*** DATA PROVIDED ***
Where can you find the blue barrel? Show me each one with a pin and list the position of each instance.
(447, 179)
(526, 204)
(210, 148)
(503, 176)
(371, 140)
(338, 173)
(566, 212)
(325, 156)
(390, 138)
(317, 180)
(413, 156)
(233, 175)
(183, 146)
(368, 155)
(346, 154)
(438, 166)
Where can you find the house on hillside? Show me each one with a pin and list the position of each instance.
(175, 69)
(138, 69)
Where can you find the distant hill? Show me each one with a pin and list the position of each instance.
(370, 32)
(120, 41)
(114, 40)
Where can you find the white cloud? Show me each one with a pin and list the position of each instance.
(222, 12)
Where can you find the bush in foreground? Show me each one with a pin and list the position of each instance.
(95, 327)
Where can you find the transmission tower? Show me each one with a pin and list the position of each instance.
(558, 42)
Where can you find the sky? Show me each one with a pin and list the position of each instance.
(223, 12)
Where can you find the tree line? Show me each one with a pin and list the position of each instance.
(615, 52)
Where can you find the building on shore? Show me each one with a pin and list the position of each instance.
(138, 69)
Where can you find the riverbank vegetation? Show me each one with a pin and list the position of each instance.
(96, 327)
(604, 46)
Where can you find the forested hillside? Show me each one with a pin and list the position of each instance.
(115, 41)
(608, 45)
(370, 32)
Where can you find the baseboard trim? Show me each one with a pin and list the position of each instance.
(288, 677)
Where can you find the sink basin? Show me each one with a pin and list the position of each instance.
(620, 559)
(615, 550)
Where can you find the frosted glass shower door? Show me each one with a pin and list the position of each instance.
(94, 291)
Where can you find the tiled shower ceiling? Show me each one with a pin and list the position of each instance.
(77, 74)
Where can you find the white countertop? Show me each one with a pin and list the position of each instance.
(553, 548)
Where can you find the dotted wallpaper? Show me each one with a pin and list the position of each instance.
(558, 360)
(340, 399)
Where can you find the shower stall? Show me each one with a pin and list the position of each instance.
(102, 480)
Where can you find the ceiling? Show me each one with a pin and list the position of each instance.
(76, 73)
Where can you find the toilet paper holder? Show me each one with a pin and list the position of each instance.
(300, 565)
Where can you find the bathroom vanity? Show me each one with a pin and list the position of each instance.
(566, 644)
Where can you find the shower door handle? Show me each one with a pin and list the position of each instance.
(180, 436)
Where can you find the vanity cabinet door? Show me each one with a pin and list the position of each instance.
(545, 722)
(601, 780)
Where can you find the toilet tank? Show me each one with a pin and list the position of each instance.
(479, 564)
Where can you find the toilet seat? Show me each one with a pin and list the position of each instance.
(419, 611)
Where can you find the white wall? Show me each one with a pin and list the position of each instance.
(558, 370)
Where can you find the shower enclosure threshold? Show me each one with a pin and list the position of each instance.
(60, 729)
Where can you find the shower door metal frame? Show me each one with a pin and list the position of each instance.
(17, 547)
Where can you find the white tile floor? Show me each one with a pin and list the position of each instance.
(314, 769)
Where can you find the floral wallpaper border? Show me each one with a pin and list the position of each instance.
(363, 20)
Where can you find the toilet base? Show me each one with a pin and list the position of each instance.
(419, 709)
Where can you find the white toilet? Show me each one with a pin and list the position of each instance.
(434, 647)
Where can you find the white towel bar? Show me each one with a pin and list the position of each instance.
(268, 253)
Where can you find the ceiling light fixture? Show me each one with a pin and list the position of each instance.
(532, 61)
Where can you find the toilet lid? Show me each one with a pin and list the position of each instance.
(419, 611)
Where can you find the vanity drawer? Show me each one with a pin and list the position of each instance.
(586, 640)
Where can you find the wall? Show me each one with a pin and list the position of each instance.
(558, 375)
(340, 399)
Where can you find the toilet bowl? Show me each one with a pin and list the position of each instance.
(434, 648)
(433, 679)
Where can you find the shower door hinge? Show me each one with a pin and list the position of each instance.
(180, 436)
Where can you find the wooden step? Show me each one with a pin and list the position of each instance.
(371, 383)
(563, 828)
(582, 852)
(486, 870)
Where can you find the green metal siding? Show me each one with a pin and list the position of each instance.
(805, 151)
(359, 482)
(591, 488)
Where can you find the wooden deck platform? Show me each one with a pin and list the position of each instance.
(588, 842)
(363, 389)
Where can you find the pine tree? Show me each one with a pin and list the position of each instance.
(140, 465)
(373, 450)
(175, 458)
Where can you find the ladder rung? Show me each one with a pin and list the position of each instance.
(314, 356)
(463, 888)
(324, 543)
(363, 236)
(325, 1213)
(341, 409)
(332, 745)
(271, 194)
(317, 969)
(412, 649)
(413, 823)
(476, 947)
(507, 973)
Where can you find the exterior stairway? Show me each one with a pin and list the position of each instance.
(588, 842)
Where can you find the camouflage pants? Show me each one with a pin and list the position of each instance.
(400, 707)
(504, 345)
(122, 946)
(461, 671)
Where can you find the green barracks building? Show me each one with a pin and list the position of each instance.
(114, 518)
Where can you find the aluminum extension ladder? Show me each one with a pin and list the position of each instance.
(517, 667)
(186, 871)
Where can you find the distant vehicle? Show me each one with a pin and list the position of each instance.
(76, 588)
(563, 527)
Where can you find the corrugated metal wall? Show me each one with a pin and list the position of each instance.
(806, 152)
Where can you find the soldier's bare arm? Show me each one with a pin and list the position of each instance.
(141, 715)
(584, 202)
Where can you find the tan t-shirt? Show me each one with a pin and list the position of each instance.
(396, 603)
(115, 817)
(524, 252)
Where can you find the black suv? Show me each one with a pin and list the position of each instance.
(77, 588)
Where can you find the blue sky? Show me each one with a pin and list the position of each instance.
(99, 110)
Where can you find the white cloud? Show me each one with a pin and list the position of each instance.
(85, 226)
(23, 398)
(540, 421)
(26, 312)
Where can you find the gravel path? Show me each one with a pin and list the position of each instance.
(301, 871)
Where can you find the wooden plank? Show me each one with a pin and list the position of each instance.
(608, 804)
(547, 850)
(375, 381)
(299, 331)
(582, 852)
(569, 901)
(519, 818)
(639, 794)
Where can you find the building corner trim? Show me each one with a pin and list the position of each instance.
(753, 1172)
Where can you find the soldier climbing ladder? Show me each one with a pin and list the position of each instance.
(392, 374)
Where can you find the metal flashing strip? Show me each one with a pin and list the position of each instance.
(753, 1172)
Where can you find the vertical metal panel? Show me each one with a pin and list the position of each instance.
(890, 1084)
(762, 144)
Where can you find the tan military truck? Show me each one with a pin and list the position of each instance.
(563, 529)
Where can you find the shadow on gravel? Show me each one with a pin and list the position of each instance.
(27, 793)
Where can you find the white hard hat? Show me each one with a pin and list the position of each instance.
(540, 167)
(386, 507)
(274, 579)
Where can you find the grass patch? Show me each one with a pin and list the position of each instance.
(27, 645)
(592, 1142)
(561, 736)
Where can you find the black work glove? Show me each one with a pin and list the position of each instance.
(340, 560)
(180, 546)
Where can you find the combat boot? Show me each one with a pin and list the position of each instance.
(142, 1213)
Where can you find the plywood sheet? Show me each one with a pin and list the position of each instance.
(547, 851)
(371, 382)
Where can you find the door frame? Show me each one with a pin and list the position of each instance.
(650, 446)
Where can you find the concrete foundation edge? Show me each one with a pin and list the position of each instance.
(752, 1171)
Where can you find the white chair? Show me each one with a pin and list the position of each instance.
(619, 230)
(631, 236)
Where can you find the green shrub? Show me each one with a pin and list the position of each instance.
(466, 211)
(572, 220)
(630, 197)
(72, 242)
***
OBJECTIVE:
Type out the entries again, word for word.

THE RESPONSE:
Where can you find the blue barrel? Show me each one with a pin and list the position of each instance.
(447, 179)
(526, 204)
(210, 148)
(503, 176)
(371, 140)
(338, 173)
(566, 212)
(325, 156)
(390, 138)
(317, 180)
(413, 156)
(233, 175)
(183, 146)
(368, 155)
(346, 154)
(438, 166)
Where can you find the house on hillside? Show me each one with a pin and list the position of each instance.
(175, 69)
(138, 69)
Where can you find the distant hill? Show me each one with a pin and list the position of each instance.
(370, 32)
(120, 41)
(114, 40)
Where can you find the white cloud? Show me each one with a pin and list the position of each instance.
(222, 12)
Where can you find the bush in foreground? Show me each one with a pin and list the position of each instance.
(95, 327)
Where can you find the transmission tower? Show me each one with a pin and list the position of each instance.
(558, 42)
Where can you find the sky? Show me each one with a pin and list the position of each instance.
(223, 12)
Where can you find the tree line? Show me each one with a pin and list the position of each instance.
(615, 52)
Where can you find the building on shore? Show me each one with a pin and list the position of each instance.
(138, 69)
Where can you find the riverbank vegetation? Show me each one with a pin and list the position of each instance.
(96, 327)
(604, 46)
Where can you find the forested hillside? Show me each one with a pin and list the position of each instance.
(115, 41)
(608, 45)
(370, 32)
Where can you find the baseboard trim? Show me each one with a pin and list the position of each instance.
(288, 677)
Where can you find the sink basin? Show me each one with a pin and list the position of each instance.
(620, 559)
(615, 550)
Where can you find the frosted glass shower door? Show me each one with a pin and list the position of each instance.
(94, 291)
Where can you find the tiled shower ceiling? Show me each one with a pin and list the position of each instance.
(77, 74)
Where can you find the white countertop? Show me each one with a pin and list the position of each instance.
(553, 548)
Where can you find the dotted wallpaper? Show me each one with a pin and list the position of each instance.
(558, 360)
(340, 399)
Where can you find the shower stall? Show me each one with a pin and list the position of each instance.
(102, 480)
Where can you find the ceiling? Show me each one with a pin and list the position of each instance.
(76, 73)
Where can you find the toilet paper holder? Show me each one with a pin and list the position of each instance.
(300, 565)
Where can you find the bathroom vanity? Show me each one with a pin and list the position of each instance.
(566, 644)
Where can you find the shower door handle? Show me each one with a pin and list the position of each instance.
(180, 436)
Where can you find the vanity cabinet door? Show me each one with a pin and list the position of each instance.
(545, 722)
(601, 780)
Where can you find the toilet tank? Show me each one with a pin and list the position of each instance.
(479, 564)
Where can you find the toilet seat? Show me each one with a pin and list the position of each instance.
(419, 611)
Where can you find the white wall? Show me each one with a pin and list the position of each instance.
(558, 370)
Where can you find the shower enclosure threshold? Show me each one with a pin and list the position of each instance.
(60, 729)
Where can you find the shower door metal frame? Show me each one with a pin and list the position of each instance.
(17, 547)
Where can you find the white tile floor? Show me each one with a pin and list the position of each instance.
(314, 769)
Where can you find the floral wallpaper border? Show me each one with a pin and list the position of each instance.
(363, 20)
Where can you find the toilet base? Show me each one with a pin and list the position of each instance.
(419, 709)
Where can you find the white toilet? Show me each one with a pin and list the position of each instance.
(434, 647)
Where can you find the white towel bar? Show me each one with a pin and list the position of each instance.
(268, 253)
Where can you find the ceiling light fixture? Show me each one with a pin and list the position of each instance.
(532, 61)
Where can you find the toilet lid? Show me each one with a pin and list the position of each instance.
(419, 611)
Where can you find the vanity drawer? Show me each one with a pin and list the position of each instance.
(586, 640)
Where can you find the wall? Show me each one with a pin and list the position of each instance.
(558, 375)
(340, 399)
Where can you find the toilet bowl? Show me each one with a pin and list the position of each instance.
(434, 648)
(433, 679)
Where can you find the shower door hinge? Show me each one with a pin and list the position of each instance.
(180, 436)
Where can you find the wooden step? Show me each one with a pin and list the position of each instance.
(371, 383)
(563, 828)
(582, 852)
(486, 870)
Where can you find the green metal siding? Show me each one with a pin and list the position of each instance.
(805, 151)
(359, 482)
(591, 488)
Where can you find the wooden deck platform? Show me each one with a pin and list the position of each instance.
(588, 842)
(363, 389)
Where can you find the pine tree? Show me each one with a pin and list the position of each instance.
(140, 465)
(373, 450)
(175, 458)
Where can you find the ladder rung? Show me each one with a pin and list the position of each instance.
(314, 356)
(463, 888)
(324, 543)
(363, 236)
(325, 1213)
(341, 409)
(332, 745)
(271, 194)
(317, 969)
(412, 649)
(413, 823)
(476, 947)
(507, 973)
Where can you find the exterior stairway? Show me each one with a pin and list the position of each instance.
(588, 842)
Where can you find the camouflage pants? Show me each one with a pin and list the position of each instance.
(400, 707)
(504, 345)
(122, 946)
(461, 671)
Where can you find the green barracks building? Show me each one with a pin and list the position of each instance.
(114, 518)
Where can you find the aluminum extension ladder? Show me each one with a pin and list the position of each instance.
(517, 667)
(186, 871)
Where can you find the distant vehicle? Show me each one with a pin and list the position of each instance.
(76, 588)
(563, 527)
Where can you find the corrugated metal wall? Show me each one with a pin and list the position of each instance.
(806, 152)
Where can you find the soldier's bare arm? Show me each one with a pin and list the position of each instance.
(141, 715)
(584, 202)
Where can you find the tan t-shirt? Show me each one with a pin and list the position of each instance.
(396, 603)
(115, 817)
(524, 252)
Where can you find the black suv? Show me each one with a pin and list the position of each instance.
(77, 588)
Where can you find the blue sky? Show me each one with a pin and list the position of each instance.
(99, 110)
Where can you find the white cloud? Show me each one with a pin and list the position of each instance.
(85, 226)
(23, 398)
(540, 421)
(26, 312)
Where can you find the gravel path? Show me each one with a pin and list the position of each instance.
(301, 871)
Where can you find the wooden plank? Show me each one with a pin and list the position of each instance.
(608, 804)
(547, 850)
(375, 381)
(299, 331)
(582, 852)
(569, 901)
(519, 818)
(639, 794)
Where can you find the building corner trim? Show me each one with a pin and list the position of each instance.
(753, 1172)
Where can you find the soldier climbing ladder? Show me each one with a pin and list the position of each instance.
(392, 374)
Where can you find the metal flashing strip? Show me each one with a pin and list the position of each instance.
(753, 1172)
Where can you find the vertical metal panel? Show me each one with a pin and list the position of each instance.
(890, 1084)
(762, 144)
Where can you find the tan military truck? Show me each one with a pin and list the position of each instance.
(563, 529)
Where can you find the shadow on gravel? Show me each one with a pin and list the position of each instance.
(27, 793)
Where can you find the white hard hat? Show me each one with a pin and list the position of each instance.
(540, 167)
(386, 507)
(274, 579)
Where can you find the grass patch? Show me each one with a pin and list the position of each instance.
(27, 645)
(592, 1142)
(561, 736)
Where can you find the black work glove? Show me each one with a pin and list the position of each instance.
(340, 560)
(180, 546)
Where can you find the combat boot? Show me each one with a pin and list the position of each instance.
(142, 1213)
Where can you find the plywood sheet? Show me each one with a pin and list the position of each instance.
(547, 851)
(371, 382)
Where can you find the door frame? Show me each one with a pin and list the position of each instance.
(650, 446)
Where can you find the concrete foundation edge? Show me each one with a pin and list the position of each instance.
(752, 1171)
Where can you find the white chair? Show me each one with a pin and list the position of each instance.
(619, 230)
(631, 236)
Where can you find the green shrub? Show me each one with a pin and list the position of each instance.
(466, 211)
(572, 220)
(630, 197)
(72, 242)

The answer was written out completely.